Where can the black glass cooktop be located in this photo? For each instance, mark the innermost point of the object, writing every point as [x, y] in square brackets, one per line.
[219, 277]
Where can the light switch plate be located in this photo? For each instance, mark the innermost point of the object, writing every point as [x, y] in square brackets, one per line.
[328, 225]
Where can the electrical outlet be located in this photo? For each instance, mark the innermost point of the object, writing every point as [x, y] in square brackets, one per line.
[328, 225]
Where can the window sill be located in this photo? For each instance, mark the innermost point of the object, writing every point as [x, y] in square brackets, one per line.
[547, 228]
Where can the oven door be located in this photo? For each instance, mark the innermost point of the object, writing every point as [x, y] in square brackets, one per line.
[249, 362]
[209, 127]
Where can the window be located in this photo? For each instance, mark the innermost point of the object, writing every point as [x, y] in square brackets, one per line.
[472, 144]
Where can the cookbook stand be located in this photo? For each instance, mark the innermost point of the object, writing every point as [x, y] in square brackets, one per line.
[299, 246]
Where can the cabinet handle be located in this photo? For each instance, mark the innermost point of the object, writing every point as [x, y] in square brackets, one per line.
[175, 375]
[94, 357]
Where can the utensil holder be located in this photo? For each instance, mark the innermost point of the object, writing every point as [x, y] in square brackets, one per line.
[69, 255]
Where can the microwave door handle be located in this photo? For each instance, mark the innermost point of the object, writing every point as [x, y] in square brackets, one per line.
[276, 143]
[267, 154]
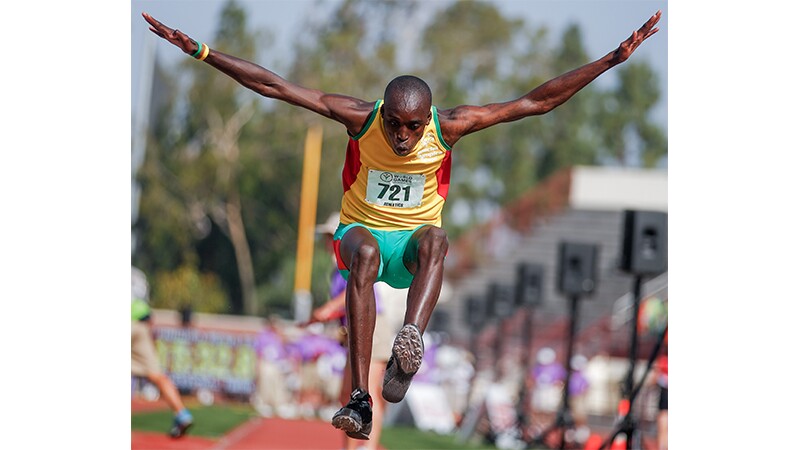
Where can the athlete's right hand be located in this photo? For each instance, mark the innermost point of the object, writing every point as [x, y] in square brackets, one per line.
[176, 37]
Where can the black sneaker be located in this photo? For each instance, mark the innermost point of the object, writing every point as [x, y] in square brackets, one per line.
[355, 418]
[404, 363]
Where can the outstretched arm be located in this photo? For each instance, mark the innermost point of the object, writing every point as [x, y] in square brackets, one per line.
[462, 120]
[349, 111]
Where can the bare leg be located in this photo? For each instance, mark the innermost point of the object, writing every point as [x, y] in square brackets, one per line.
[427, 266]
[375, 388]
[360, 253]
[168, 390]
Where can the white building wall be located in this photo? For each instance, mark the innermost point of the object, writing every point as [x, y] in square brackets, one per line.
[611, 188]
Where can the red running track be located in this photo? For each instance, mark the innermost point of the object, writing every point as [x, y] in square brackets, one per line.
[256, 434]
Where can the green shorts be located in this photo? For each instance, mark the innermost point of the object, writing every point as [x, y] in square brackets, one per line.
[392, 245]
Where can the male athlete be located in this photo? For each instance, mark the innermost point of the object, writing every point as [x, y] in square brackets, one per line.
[395, 178]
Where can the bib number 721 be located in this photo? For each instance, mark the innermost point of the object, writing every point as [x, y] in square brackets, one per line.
[400, 190]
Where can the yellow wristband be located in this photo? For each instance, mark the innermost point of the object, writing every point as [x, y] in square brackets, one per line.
[206, 51]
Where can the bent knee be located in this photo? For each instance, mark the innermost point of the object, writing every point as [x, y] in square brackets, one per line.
[434, 243]
[366, 260]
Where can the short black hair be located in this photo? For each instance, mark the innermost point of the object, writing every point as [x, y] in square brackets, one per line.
[410, 87]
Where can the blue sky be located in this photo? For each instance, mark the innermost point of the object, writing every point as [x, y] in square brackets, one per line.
[604, 23]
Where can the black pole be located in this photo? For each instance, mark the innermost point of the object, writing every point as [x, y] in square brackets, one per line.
[567, 420]
[523, 405]
[637, 293]
[627, 424]
[564, 415]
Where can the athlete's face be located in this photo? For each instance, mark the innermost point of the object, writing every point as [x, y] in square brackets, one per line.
[404, 120]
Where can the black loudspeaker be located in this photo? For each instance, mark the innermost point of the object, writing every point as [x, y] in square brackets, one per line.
[476, 312]
[501, 300]
[576, 268]
[530, 282]
[644, 242]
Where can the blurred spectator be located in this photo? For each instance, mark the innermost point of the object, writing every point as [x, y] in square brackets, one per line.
[385, 329]
[661, 381]
[144, 361]
[273, 395]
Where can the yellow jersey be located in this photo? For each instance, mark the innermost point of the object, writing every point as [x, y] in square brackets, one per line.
[389, 192]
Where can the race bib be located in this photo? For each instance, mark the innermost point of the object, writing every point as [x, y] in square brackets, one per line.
[400, 190]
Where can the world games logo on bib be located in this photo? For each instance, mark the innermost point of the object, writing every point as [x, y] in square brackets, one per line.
[397, 190]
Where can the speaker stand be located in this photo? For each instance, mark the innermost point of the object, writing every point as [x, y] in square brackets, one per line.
[627, 424]
[564, 418]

DIRECTIONS FOR THIS TASK: Each record should be written out again exactly, though without its pictures.

ANSWER SPACE:
Where can the black glass cooktop be located in this photo? For each instance, mark the innermost point of the object, writing every point as [x, y] in square brackets, one per line.
[219, 277]
Where can the light switch plate be located in this photo? For each instance, mark the innermost point of the object, writing every point as [x, y] in square brackets, one per line.
[328, 225]
Where can the electrical outlet be located in this photo? For each instance, mark the innermost point of the object, writing every point as [x, y] in square brackets, one per line.
[328, 225]
Where can the window sill be located in this photo? For each instance, mark the innermost point of the object, writing every point as [x, y] in square brackets, one per line.
[547, 228]
Where can the oven door be located in this photo? For each instance, mark the innermost point of the object, writing every point as [x, y] in square brackets, one per line.
[249, 362]
[209, 127]
Where can the window be located in this photo? For each instance, mark the innermost point of the object, writing every point as [x, y] in square brackets, one per line.
[472, 144]
Where can the cookbook stand be located in this photo? For each instance, mark the innermost point of the object, writing every point as [x, y] in square brackets, one per line.
[299, 246]
Where can the cabinet handle be located in this photo? For each instance, mark the innermost point of the object, writing every point as [x, y] in square brackets, one per line.
[175, 375]
[94, 357]
Where can the utensil holder be located in this photo? For each instance, mark the innermost point of the object, writing every point as [x, y] in square brackets, one per line.
[69, 255]
Where can the microwave door handle be located in this photo? For each instance, mark the innermost point of the object, writing every point as [x, y] in square brackets, one per line.
[276, 143]
[267, 154]
Where can the athlete's right hand be located in this photo? For each instance, mark the innermost point of the object, writing every point as [x, y] in square brackets, one per line.
[176, 37]
Where can the black sneaker be located in this photo? For each instance, mark the innermost point of the object, writing every point as [x, y] in square brackets, one per line.
[355, 418]
[404, 363]
Where can the outstretched arm be located in this photo? For each instance, mark the innermost point of the object, writing every point as [x, y] in square brackets, one per line.
[462, 120]
[349, 111]
Where can the bare leg be located in this photo? For each instance, mark the innermost point of the object, writing every point as [x, y] in square brackets, one per line.
[427, 266]
[375, 388]
[360, 253]
[168, 390]
Where can the white building wall be located in this photo? For each instance, mark the innermost point of the object, writing every point as [x, y] in square brackets, one per line.
[611, 188]
Where can the red running track be located in this photo? For each instance, mark the innermost point of the object, writing every point as [x, y] in square brackets, one per line.
[256, 434]
Where can the green shorts be located in this photo? For each instance, mark the innermost point of the object, writing every point as [x, y] in square brackets, one per line.
[392, 245]
Where can the male athlete be located in this photo? For each instance, mark the innermost point of the object, writing every point as [x, y] in square brackets, one per line.
[395, 178]
Where can the bib number 721 be located in this photo? For each instance, mark the innermost point of the object, writing every point as [x, y] in square brackets, one per line.
[400, 190]
Where can the yellow wristband be located in this photo? For each instance, mark the innermost point of the object, writing every point as [x, y] in square brackets, one per line.
[206, 51]
Where can the bent knee be located in this photo? For each instance, mark the innermost point of the object, writing every point as [x, y] in square brackets, one per line.
[434, 243]
[366, 260]
Where can the short black hair be located in this photo? For each instance, mark the innermost point of the object, writing every point as [x, y] in square brackets, one per line.
[410, 87]
Where can the blue sky be located in this photo? For each instance, mark the innermost point of the object, writing every point as [x, y] in square brackets, one per line.
[604, 23]
Where can the black pole be located in this photo? For each instance, mark the innermost point of the object, writing every point as [x, y] in square brackets, one per line.
[567, 420]
[523, 405]
[637, 293]
[627, 424]
[564, 415]
Where can the athlete's face be located in this photo? For each instance, mark the innermost point of the object, writing every point as [x, y] in square brackets, one per line.
[404, 120]
Where can the black loudspeaker be located in this photo? For each instance, mark the innermost point of the object, writing every point as [x, y] in square brackets, one per line.
[476, 312]
[501, 300]
[576, 268]
[530, 282]
[644, 242]
Where can the blurred spectator be located in this photo? For each instance, mark the innermost point of the object, writing every point as [x, y] in square brackets, one per line.
[385, 329]
[661, 381]
[144, 361]
[273, 395]
Where can the yellow jersey be located in this photo? For each instance, mark the innermost point of the object, writing every point as [x, y] in square brackets, one per line.
[389, 192]
Where can the race bib be located in this photo? For each instance, mark the innermost point of the object, writing every point as [x, y] in square brackets, one per line.
[400, 190]
Where can the world games logo on bib be located in this photo? For each instance, mark the innermost point of the object, writing every point as [x, y] in square brackets, one per line.
[397, 190]
Where can the speaker stand be located in this photo? For each instance, mark the innermost point of the object, writing every point as [x, y] in square brackets, one per line.
[627, 424]
[564, 418]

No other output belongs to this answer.